Выбранный отрывок ->
········
Ошибки вызывают досаду, и я досадовал на торопливость при выборе места для дальнейшей службы после окончания учебы в пехотной школе. В порядке успеваемости мне третьим по списку дали право выбора округа, и я, не вникая в подробности, избрал часть в родном Петроградском военном округе и, к великому разочарованию, угодил в Башкирскую пограничную дивизию. В лесах, значит, буду, на болотах и не увижу больше столь дорогих сердцу уличных праздников, которыми жизнь только дразнила, не будет строевых смотров, парадов, не будет локтевой связи с товарищами, веселых вечеров, некуда пойти в выходной день. Впрочем, как я потом убедился, этих выходных дней тоже не будет, как и выходных ночей. Но надо же самому выбрать такое!
Предшественника не застал. Перевели его или уволили. Численность армии тогда до 590 тысяч сократили, и потому командиров без основательной военной подготовки, которым к тому же за тридцать, увольняли в запас и заменяли нами, молодыми. Правда, не так уж молоды и мы были, лет по двадцать — двадцать три, лишь на год-два моложе красноармейцев, большинство из которых прослужило в армии многие годы. Но и не старые тоже. Вспоминается, что в нашем пограничном отряде только один из командного состава, ветфельдшер, был старше тридцати лет. Страна была молодая, и молодые ею руководили, и молодые ее оберегали.
Казарменного фонда и квартир, конечно, не было. Мне показали крестьянский домик, в котором мой предшественник жил, и рекомендовали:
— Хорошо в нем. До кордона недалеко бегать, с километр от силы, и пикет как бы по пути, в том лесу. Тепло у хозяйки, корова у нее, куры и поварить жуть как умеет. Сама одинокая, в соку еще, но себя блюдет. С местными мужиками, хоть и вдовый человек, не балуется, а с квартирантами что? Под одной крышей, поди узнай!
Зашел в дом. Все верно — в комнате просторно, светло, хозяйка приветливая, пухлая и игривая, но я ее испугался. Может, она и в соку, но по годам ровесница моей мамы, если не старше. И я сбежал, поселился на кордоне вместе с красноармейцами.
Так в феврале 1923 года началась моя служба в пограничной охране страны.
Красноармейцы встретили неприветливо и хмуро. Не как в пехотной школе, где курсанты встречают командиров строевой стойкой, сколько бы раз в день они ни приходили, а прямых начальников, от командира роты или отдельно расположенного взвода, дежурный встречает докладом.
Кто-то поднялся, без знаков различия, хотя в армии они уже были введены, представился:
— Помощник командира взвода, а вы кем будете?
— Я новый командир вашего взвода.
— Очень приятно. Из канцелярии уже позвонили. Располагайтесь…
— Доложить по-уставному не желаете?
— А что тут докладывать? Раз у ротного были, должны сами все знать, да еще и спят которые…
Осмотрелся. «Казарма» — одна длинная и узкая комната, в прошлом служебное помещение таможенного кордона «между Великим княжеством Финляндским и метрополией». Нары вдоль стены, пирамида для винтовок, полка для котелков и кружек над плитой и одна табуретка. Словом, не богато.
········
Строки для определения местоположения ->
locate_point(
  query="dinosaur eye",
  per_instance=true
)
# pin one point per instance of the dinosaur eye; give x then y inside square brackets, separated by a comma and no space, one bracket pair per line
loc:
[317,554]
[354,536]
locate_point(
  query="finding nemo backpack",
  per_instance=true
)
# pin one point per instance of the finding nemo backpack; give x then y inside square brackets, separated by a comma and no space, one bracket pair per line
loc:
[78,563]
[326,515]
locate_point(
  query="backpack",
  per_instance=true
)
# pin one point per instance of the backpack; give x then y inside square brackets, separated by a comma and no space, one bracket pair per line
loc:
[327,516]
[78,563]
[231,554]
········
Цель A ->
Когда, согласно отрывку о начале пограничной службы, рассказчик начал служить в пограничной охране страны?
Цель B ->
Выберите среди строк выше все, где встречается слово «backpack», и перепишите их.

Решение A ->
В феврале 1923 года.

Решение B ->
  query="finding nemo backpack",
# pin one point per instance of the finding nemo backpack; give x then y inside square brackets, separated by a comma and no space, one bracket pair per line
  query="backpack",
# pin one point per instance of the backpack; give x then y inside square brackets, separated by a comma and no space, one bracket pair per line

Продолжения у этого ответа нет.